**Data lines:**
________________________________________

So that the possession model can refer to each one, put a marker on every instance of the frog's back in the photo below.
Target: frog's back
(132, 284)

________________________________________

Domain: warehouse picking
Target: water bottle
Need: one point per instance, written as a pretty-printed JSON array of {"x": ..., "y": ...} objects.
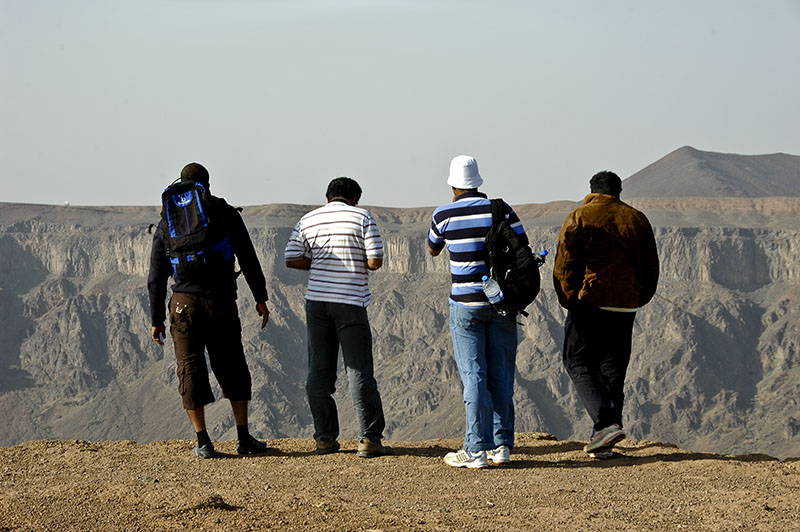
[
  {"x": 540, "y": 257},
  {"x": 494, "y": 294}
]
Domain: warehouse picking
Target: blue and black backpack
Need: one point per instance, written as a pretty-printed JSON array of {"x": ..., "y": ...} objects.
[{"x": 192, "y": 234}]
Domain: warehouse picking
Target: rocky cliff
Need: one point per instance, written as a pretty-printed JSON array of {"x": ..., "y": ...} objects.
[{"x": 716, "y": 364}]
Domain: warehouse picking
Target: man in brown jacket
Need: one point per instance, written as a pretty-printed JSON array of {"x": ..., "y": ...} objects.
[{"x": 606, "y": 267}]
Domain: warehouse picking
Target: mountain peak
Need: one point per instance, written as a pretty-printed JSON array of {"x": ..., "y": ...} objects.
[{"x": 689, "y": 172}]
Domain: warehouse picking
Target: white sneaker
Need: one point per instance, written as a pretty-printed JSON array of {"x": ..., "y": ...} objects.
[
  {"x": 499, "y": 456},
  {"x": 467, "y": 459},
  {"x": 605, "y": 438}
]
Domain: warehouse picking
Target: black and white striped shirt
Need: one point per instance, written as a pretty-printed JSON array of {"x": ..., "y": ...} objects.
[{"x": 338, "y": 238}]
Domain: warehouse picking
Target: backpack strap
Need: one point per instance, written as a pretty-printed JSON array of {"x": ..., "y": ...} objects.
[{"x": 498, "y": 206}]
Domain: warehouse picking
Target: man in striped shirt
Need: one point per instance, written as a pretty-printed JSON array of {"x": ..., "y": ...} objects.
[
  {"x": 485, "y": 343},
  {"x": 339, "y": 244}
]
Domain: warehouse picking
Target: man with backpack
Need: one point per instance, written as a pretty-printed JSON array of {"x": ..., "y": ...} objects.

________________________________________

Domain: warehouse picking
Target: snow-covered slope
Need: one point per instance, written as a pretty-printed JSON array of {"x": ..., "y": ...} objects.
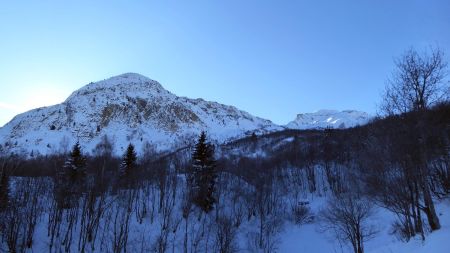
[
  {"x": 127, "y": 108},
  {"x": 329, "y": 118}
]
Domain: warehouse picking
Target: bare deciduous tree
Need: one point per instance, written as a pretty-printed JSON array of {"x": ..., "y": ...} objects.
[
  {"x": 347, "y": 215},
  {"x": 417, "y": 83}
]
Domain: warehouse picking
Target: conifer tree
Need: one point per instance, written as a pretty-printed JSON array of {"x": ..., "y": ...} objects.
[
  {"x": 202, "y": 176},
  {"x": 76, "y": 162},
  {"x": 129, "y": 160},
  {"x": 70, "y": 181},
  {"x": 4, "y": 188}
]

________________________________________

**Description of the task:** Locate every line in the entries above that contains the string "black" and copy each one. Matching is case-sensitive.

**The solution:**
Target: blue and black backpack
Target: black and white striped shirt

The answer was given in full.